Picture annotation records
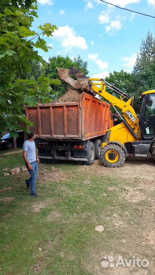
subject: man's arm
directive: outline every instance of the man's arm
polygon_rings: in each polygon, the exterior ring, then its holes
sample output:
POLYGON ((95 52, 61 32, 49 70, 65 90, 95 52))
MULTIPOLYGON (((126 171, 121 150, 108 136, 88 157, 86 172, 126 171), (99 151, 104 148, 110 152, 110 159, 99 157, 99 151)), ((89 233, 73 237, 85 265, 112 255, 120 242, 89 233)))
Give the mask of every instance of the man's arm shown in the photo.
POLYGON ((40 159, 39 159, 39 157, 38 157, 38 156, 37 156, 37 154, 36 151, 36 160, 37 160, 37 161, 38 163, 39 163, 39 162, 40 162, 40 159))
POLYGON ((26 163, 28 165, 28 169, 29 170, 33 170, 33 167, 31 163, 30 163, 28 158, 27 157, 27 151, 23 151, 23 157, 24 158, 24 161, 25 161, 26 163))

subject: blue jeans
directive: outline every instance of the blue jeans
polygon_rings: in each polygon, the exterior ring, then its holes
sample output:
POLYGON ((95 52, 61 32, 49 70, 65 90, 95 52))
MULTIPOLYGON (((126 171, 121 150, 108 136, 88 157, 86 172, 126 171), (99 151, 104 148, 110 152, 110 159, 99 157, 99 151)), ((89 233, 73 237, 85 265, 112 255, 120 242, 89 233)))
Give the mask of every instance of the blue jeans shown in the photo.
POLYGON ((26 164, 28 170, 31 175, 31 177, 28 180, 28 183, 30 183, 31 185, 31 193, 32 194, 36 193, 36 181, 38 177, 38 164, 37 161, 34 161, 34 162, 31 162, 30 164, 33 167, 33 170, 29 170, 28 169, 28 166, 26 164))

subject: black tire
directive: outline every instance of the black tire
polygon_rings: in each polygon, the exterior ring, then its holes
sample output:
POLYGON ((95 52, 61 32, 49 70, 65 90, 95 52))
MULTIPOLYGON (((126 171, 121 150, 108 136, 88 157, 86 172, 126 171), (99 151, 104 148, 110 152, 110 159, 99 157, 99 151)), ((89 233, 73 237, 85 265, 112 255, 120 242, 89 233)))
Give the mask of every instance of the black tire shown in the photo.
POLYGON ((54 160, 53 159, 50 159, 49 158, 47 158, 46 159, 47 163, 49 163, 49 164, 53 164, 54 163, 54 160))
POLYGON ((89 150, 90 156, 88 158, 88 161, 84 162, 84 164, 88 166, 93 164, 95 160, 95 147, 92 142, 90 142, 90 143, 89 150))
POLYGON ((40 158, 40 161, 42 163, 46 163, 47 159, 46 158, 40 158))
POLYGON ((95 147, 95 158, 99 159, 101 151, 101 142, 100 140, 95 140, 94 141, 95 147))
POLYGON ((106 167, 121 167, 125 161, 125 154, 121 146, 112 143, 106 145, 102 149, 100 159, 106 167))
POLYGON ((12 142, 7 142, 6 144, 6 149, 11 149, 13 148, 13 144, 12 143, 12 142))
POLYGON ((155 160, 155 142, 152 143, 151 148, 151 153, 154 160, 155 160))

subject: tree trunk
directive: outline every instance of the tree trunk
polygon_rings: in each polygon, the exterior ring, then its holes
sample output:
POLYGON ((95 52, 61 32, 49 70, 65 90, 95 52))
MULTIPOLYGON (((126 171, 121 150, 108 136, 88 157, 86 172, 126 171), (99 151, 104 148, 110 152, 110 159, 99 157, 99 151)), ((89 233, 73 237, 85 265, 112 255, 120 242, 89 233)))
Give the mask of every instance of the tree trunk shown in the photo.
POLYGON ((14 138, 13 139, 13 149, 17 149, 17 141, 14 138))

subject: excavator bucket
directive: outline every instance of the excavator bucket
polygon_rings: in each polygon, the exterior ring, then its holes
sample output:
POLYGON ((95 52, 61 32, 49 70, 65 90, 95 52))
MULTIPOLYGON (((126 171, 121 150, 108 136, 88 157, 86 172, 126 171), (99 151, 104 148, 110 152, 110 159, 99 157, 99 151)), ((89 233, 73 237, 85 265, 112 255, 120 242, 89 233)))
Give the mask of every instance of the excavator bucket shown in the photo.
POLYGON ((90 92, 91 85, 88 77, 78 69, 74 67, 71 69, 57 67, 57 70, 61 79, 75 89, 81 89, 84 92, 90 92), (71 77, 70 75, 75 75, 77 80, 71 77))

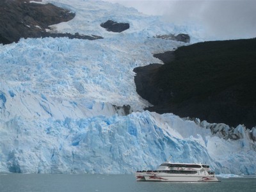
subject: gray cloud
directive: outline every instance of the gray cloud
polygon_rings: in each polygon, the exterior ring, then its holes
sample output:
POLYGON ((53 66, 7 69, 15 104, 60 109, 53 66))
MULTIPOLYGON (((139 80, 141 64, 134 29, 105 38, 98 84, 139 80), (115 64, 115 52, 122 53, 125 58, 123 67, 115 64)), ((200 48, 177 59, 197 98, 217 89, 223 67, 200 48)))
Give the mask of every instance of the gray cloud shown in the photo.
POLYGON ((109 0, 132 6, 148 15, 163 15, 176 24, 202 25, 205 36, 216 39, 256 37, 256 1, 123 1, 109 0))

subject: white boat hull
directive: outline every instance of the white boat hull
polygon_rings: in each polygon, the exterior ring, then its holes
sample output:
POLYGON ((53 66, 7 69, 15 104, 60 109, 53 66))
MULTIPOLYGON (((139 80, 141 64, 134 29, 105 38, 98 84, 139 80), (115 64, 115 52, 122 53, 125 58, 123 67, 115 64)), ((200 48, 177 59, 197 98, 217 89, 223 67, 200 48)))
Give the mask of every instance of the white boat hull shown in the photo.
POLYGON ((156 172, 137 172, 137 181, 161 182, 218 182, 214 175, 202 175, 198 174, 170 174, 156 172))

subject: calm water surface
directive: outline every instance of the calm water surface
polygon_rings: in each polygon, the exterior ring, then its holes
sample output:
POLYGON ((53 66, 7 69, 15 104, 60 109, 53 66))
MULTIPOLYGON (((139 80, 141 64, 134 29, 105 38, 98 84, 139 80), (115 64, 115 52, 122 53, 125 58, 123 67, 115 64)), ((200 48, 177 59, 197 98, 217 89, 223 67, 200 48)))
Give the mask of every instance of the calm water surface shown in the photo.
POLYGON ((1 192, 256 191, 256 178, 219 182, 136 182, 133 175, 0 174, 1 192))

**Exercise prompt:** Please transcribe the material above exactly as written. Leave the pictures out.

**Output below:**
subject: man's arm
directive: outline every instance of the man's arm
polygon_rings: in each polygon, the exterior ring, then its holes
sample output:
POLYGON ((95 52, 61 32, 49 70, 65 90, 95 52))
MULTIPOLYGON (((126 171, 121 150, 108 136, 88 157, 86 172, 126 171), (99 151, 104 148, 110 152, 110 159, 99 157, 99 151)), ((89 233, 73 237, 85 265, 112 255, 120 242, 89 233)))
Give the mask of every instance of the man's arm shown in the photo.
POLYGON ((40 159, 39 159, 39 157, 38 157, 38 156, 37 156, 37 154, 36 151, 36 160, 37 160, 37 161, 38 163, 39 163, 39 162, 40 162, 40 159))
POLYGON ((26 163, 28 165, 28 169, 29 170, 33 170, 33 167, 31 163, 30 163, 28 158, 27 157, 27 151, 23 151, 23 157, 24 158, 24 161, 25 161, 26 163))

subject: blue jeans
directive: outline every instance of the blue jeans
polygon_rings: in each polygon, the exterior ring, then its holes
sample output:
POLYGON ((95 52, 61 32, 49 70, 65 90, 95 52))
MULTIPOLYGON (((126 171, 121 150, 108 136, 88 157, 86 172, 126 171), (99 151, 104 148, 110 152, 110 159, 99 157, 99 151)), ((89 233, 73 237, 85 265, 112 255, 120 242, 89 233)))
Give the mask of every instance of the blue jeans shown in the photo.
POLYGON ((26 164, 28 170, 31 175, 31 177, 28 180, 28 183, 30 183, 31 185, 31 193, 32 194, 36 193, 36 181, 38 177, 38 164, 37 161, 34 161, 34 162, 31 162, 30 164, 33 167, 33 170, 29 170, 28 169, 28 166, 26 164))

subject: black tire
directive: outline every instance of the black tire
polygon_rings: in each polygon, the exterior ring, then its holes
sample output:
POLYGON ((95 52, 61 32, 49 70, 65 90, 95 52))
MULTIPOLYGON (((126 171, 121 150, 108 136, 88 157, 86 172, 126 171), (99 151, 104 148, 110 152, 110 159, 99 157, 99 151)), ((89 233, 73 237, 85 265, 112 255, 120 242, 89 233)))
Give the mask of every instance of the black tire shown in the photo.
POLYGON ((54 160, 53 159, 50 159, 49 158, 47 158, 46 159, 47 163, 49 163, 49 164, 53 164, 54 163, 54 160))
POLYGON ((89 150, 90 156, 88 158, 88 161, 84 162, 84 164, 88 166, 93 164, 95 160, 95 147, 92 142, 90 142, 90 143, 89 150))
POLYGON ((40 158, 40 161, 42 163, 46 163, 47 159, 46 158, 40 158))
POLYGON ((95 147, 95 158, 99 159, 101 151, 101 142, 100 140, 95 140, 94 141, 95 147))
POLYGON ((106 167, 121 167, 125 161, 125 154, 121 146, 112 143, 106 145, 102 149, 100 159, 106 167))
POLYGON ((12 142, 7 142, 6 144, 6 149, 11 149, 13 148, 13 144, 12 143, 12 142))
POLYGON ((155 160, 155 142, 152 143, 151 148, 151 153, 154 160, 155 160))

subject: tree trunk
directive: outline every instance of the tree trunk
polygon_rings: in each polygon, the exterior ring, then its holes
sample output:
POLYGON ((95 52, 61 32, 49 70, 65 90, 95 52))
MULTIPOLYGON (((126 171, 121 150, 108 136, 88 157, 86 172, 126 171), (99 151, 104 148, 110 152, 110 159, 99 157, 99 151)), ((89 233, 73 237, 85 265, 112 255, 120 242, 89 233)))
Give the mask of every instance of the tree trunk shown in the photo.
POLYGON ((14 138, 13 139, 13 149, 17 149, 17 141, 14 138))

subject: excavator bucket
directive: outline every instance of the excavator bucket
polygon_rings: in each polygon, the exterior ring, then its holes
sample output:
POLYGON ((95 52, 61 32, 49 70, 65 90, 95 52))
MULTIPOLYGON (((126 171, 121 150, 108 136, 88 157, 86 172, 126 171), (99 151, 104 148, 110 152, 110 159, 99 157, 99 151)), ((89 233, 73 237, 85 265, 112 255, 120 242, 89 233)))
Give the mask of every instance of the excavator bucket shown in the photo.
POLYGON ((90 92, 91 85, 88 77, 78 69, 74 67, 71 69, 57 67, 57 70, 61 79, 75 89, 81 89, 84 92, 90 92), (71 77, 70 75, 75 75, 77 80, 71 77))

subject: gray cloud
directive: outline every instance of the gray cloud
polygon_rings: in each polygon, the exterior ring, then its holes
sample output:
POLYGON ((53 66, 7 69, 15 104, 60 109, 53 66))
MULTIPOLYGON (((139 80, 141 64, 134 29, 105 38, 98 84, 139 80), (115 64, 115 52, 122 53, 125 58, 123 67, 115 64)), ((200 48, 177 59, 197 98, 217 89, 223 67, 200 48)))
Give the mask of every instance of the gray cloud shown in the photo.
POLYGON ((109 0, 132 6, 148 15, 163 15, 176 24, 202 25, 205 36, 216 39, 256 37, 256 1, 123 1, 109 0))

subject: white boat hull
directive: outline every instance of the white boat hull
polygon_rings: in each polygon, the exterior ring, then its holes
sample output:
POLYGON ((53 66, 7 69, 15 104, 60 109, 53 66))
MULTIPOLYGON (((139 80, 141 64, 134 29, 105 38, 98 84, 139 80), (115 64, 115 52, 122 53, 125 58, 123 67, 115 64)), ((200 48, 177 59, 197 98, 217 89, 223 67, 200 48)))
Give the mask of every instance of the white boat hull shown in the photo.
POLYGON ((156 172, 137 172, 137 181, 161 182, 218 182, 214 175, 202 175, 198 174, 170 174, 156 172))

subject: calm water surface
directive: outline every instance of the calm water surface
polygon_rings: in each polygon, the exterior ring, then its holes
sample output:
POLYGON ((53 66, 7 69, 15 104, 60 109, 53 66))
MULTIPOLYGON (((139 80, 141 64, 134 29, 105 38, 98 84, 139 80), (115 64, 115 52, 122 53, 125 58, 123 67, 115 64)), ((200 48, 177 59, 197 98, 217 89, 223 67, 200 48)))
Give the mask of every instance of the calm water surface shown in the photo.
POLYGON ((1 192, 256 191, 256 178, 219 182, 136 182, 133 175, 0 174, 1 192))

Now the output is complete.